= Your task =
The output should match the data below line for line.

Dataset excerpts
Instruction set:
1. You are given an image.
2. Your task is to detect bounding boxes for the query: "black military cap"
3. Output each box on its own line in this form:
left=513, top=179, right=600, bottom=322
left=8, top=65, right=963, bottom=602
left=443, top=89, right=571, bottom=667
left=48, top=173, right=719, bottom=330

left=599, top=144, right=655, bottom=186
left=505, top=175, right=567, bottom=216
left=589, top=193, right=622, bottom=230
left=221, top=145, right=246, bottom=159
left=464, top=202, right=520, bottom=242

= Result of this task =
Instruction set:
1. You are given an image.
2. Your task is to detect bounding boxes for the query: "black military cap"
3. Output each box on its own line in this form:
left=513, top=179, right=600, bottom=322
left=8, top=65, right=963, bottom=602
left=443, top=89, right=571, bottom=667
left=48, top=173, right=719, bottom=330

left=599, top=144, right=655, bottom=186
left=505, top=175, right=567, bottom=216
left=589, top=193, right=622, bottom=230
left=221, top=145, right=246, bottom=159
left=464, top=202, right=520, bottom=242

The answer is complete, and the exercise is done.